= What is needed =
Copy the listing from its first line through the line containing "[14,28,18,35]", and leave the pictures out of your copy.

Entries drawn from a collection
+ + + + + + +

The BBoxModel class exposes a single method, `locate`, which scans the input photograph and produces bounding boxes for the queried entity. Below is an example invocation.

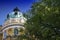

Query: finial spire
[13,7,20,11]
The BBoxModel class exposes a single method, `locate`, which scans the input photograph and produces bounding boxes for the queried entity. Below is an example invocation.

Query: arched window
[14,28,18,35]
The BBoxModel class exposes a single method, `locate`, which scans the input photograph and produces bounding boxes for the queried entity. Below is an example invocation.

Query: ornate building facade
[0,7,27,40]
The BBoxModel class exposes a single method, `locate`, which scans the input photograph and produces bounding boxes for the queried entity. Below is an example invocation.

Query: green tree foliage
[25,0,60,40]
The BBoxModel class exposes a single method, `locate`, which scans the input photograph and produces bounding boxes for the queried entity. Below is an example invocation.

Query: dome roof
[7,7,23,19]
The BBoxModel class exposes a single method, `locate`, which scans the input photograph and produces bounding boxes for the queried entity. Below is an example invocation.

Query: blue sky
[0,0,35,25]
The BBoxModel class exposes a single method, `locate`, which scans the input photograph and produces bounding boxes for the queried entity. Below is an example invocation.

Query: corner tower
[2,7,27,39]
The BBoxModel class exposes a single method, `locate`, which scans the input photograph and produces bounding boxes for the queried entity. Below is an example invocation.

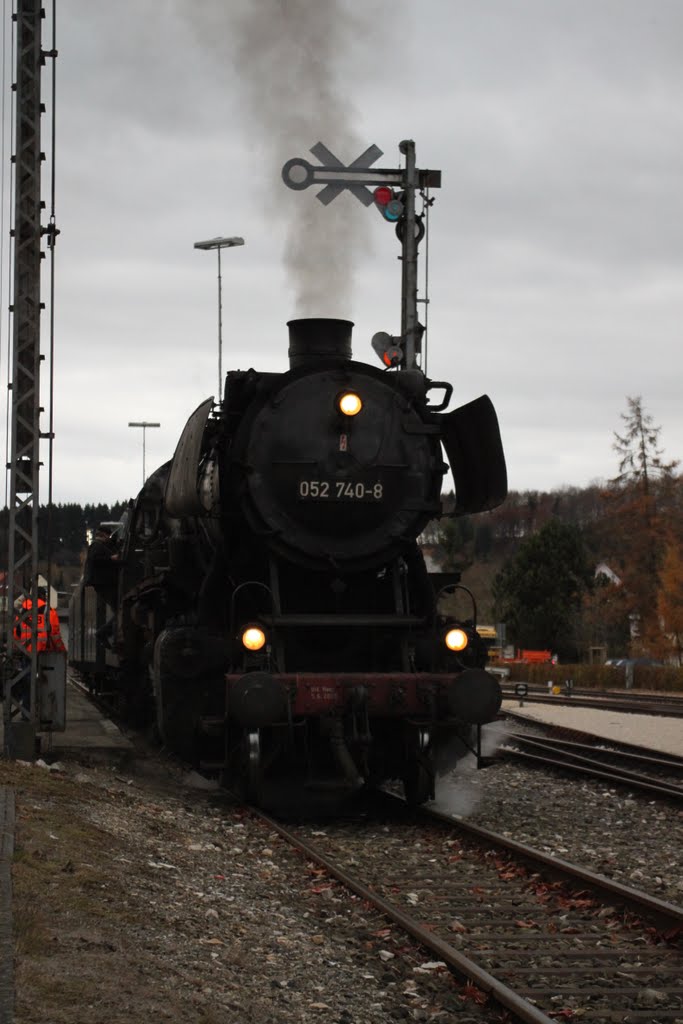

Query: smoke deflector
[440,394,508,515]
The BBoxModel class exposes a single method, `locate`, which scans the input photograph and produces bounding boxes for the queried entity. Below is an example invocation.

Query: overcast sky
[2,0,683,502]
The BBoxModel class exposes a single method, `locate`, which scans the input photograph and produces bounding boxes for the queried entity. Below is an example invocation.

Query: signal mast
[282,139,441,370]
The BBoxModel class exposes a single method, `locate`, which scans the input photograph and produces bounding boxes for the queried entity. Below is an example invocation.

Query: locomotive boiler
[71,318,507,803]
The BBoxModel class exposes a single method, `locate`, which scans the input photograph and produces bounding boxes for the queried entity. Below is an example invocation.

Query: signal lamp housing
[443,627,470,653]
[373,185,403,224]
[337,391,362,416]
[240,626,265,651]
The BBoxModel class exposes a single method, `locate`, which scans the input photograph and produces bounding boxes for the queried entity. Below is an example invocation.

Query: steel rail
[499,708,683,764]
[503,687,683,718]
[417,797,683,932]
[507,732,683,772]
[497,746,683,802]
[250,807,554,1024]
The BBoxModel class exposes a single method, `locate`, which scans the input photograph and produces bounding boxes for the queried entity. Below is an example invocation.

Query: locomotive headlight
[337,391,362,416]
[242,626,265,650]
[443,629,469,651]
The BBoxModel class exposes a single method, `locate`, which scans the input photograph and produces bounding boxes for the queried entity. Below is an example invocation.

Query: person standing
[14,587,67,653]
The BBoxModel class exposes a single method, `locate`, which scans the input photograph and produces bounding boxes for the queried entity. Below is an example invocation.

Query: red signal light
[373,185,393,206]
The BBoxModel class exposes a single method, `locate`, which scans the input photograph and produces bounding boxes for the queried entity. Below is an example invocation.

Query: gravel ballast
[2,708,683,1024]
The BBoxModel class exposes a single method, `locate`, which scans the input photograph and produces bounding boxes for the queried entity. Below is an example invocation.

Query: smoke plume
[184,0,381,316]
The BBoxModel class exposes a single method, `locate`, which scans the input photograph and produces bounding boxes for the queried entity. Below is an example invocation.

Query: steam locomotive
[70,318,507,803]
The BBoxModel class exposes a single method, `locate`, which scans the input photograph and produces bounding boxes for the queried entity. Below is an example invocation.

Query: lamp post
[128,420,161,486]
[195,237,245,401]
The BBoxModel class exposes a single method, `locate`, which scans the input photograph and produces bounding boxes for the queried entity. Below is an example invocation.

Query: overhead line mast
[4,0,56,757]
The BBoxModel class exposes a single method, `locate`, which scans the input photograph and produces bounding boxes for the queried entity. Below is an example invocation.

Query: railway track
[502,684,683,718]
[496,733,683,803]
[255,798,683,1024]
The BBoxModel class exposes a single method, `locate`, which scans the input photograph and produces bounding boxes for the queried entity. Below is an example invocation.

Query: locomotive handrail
[259,612,426,629]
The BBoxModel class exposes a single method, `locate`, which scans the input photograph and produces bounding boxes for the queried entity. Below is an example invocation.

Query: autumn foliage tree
[495,519,593,660]
[657,538,683,665]
[603,396,680,653]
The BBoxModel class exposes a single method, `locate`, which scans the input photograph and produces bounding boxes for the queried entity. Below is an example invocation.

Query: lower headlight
[242,626,265,650]
[443,628,470,651]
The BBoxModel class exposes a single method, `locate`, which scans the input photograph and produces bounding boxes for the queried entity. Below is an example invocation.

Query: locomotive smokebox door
[440,394,508,515]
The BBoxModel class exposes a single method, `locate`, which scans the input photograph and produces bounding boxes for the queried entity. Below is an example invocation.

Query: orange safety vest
[14,597,67,651]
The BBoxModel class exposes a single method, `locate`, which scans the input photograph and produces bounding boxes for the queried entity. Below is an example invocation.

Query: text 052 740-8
[298,480,384,502]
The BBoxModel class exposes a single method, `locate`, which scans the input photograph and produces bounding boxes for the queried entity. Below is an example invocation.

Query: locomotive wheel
[237,729,263,806]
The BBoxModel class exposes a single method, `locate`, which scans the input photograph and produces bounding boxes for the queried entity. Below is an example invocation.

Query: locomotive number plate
[297,480,384,502]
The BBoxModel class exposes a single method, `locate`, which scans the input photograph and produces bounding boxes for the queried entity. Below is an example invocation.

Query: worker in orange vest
[14,587,67,652]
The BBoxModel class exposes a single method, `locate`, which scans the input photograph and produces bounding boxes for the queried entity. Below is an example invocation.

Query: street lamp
[195,238,245,401]
[128,420,161,486]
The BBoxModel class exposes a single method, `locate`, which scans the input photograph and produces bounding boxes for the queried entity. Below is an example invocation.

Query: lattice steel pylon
[3,0,54,757]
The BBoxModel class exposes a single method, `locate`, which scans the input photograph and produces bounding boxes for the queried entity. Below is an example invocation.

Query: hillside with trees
[426,397,683,664]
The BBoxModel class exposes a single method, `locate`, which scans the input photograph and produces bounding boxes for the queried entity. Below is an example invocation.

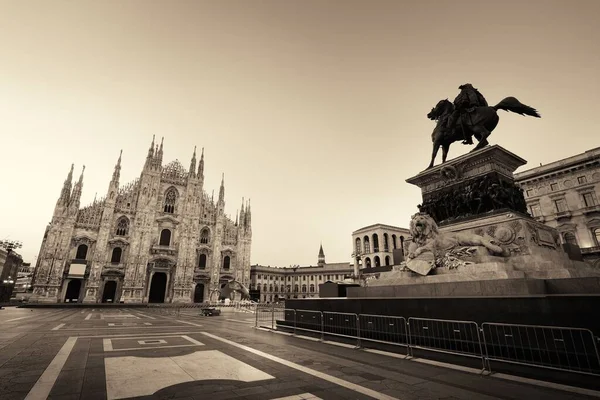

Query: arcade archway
[148,272,167,303]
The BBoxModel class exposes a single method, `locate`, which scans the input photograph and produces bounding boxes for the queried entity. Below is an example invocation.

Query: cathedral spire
[318,243,325,266]
[198,147,204,178]
[112,150,123,186]
[219,173,225,203]
[58,164,75,203]
[69,165,85,210]
[190,146,196,177]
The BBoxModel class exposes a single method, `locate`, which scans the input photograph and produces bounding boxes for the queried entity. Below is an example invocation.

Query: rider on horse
[447,83,488,144]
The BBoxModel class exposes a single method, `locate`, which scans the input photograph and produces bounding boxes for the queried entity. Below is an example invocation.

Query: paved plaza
[0,307,598,400]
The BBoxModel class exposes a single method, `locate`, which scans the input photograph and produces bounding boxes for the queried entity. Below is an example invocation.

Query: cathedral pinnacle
[58,164,75,204]
[113,150,123,183]
[198,147,204,177]
[190,146,196,177]
[219,173,225,203]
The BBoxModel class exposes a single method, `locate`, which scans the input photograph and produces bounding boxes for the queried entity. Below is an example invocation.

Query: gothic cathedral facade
[31,139,252,303]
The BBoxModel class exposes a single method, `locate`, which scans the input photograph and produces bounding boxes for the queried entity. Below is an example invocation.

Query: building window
[200,228,210,244]
[158,229,171,246]
[116,217,129,236]
[75,244,88,260]
[198,254,209,268]
[563,232,578,246]
[554,199,567,212]
[110,247,123,264]
[164,188,177,214]
[363,236,371,254]
[373,233,379,253]
[529,204,542,217]
[583,193,596,207]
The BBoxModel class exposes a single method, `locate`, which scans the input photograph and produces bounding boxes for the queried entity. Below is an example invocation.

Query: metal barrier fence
[256,308,600,376]
[481,322,600,375]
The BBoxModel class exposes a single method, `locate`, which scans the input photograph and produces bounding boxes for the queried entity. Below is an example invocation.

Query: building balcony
[581,204,600,215]
[580,246,600,254]
[554,211,571,221]
[150,244,177,256]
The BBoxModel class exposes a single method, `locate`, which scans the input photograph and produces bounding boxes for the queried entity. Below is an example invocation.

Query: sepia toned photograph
[0,0,600,400]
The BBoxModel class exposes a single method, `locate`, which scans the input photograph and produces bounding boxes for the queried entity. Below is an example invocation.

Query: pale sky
[0,0,600,266]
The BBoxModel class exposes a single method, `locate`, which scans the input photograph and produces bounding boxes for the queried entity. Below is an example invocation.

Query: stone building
[352,224,410,269]
[32,139,252,303]
[515,147,600,267]
[250,246,353,302]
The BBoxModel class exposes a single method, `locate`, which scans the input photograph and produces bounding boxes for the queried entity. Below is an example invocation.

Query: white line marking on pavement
[490,373,600,397]
[175,319,202,326]
[202,332,396,400]
[50,324,65,331]
[4,315,33,322]
[25,337,77,400]
[138,311,156,319]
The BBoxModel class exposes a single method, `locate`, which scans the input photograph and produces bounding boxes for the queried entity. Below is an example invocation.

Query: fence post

+ + + + + + +

= Answer =
The BBoxModel class exposes a single method, `locate`, which scans the input photograph and produces bounding boxes for the queried entity. Below is an example invocation.


Query: finial spire
[13,7,20,11]
The BBoxModel class exposes a single method, `locate`, which scans the input photograph and produces bounding boxes for the queried entity. Below is an example invocation.

Query: arched window
[14,28,18,35]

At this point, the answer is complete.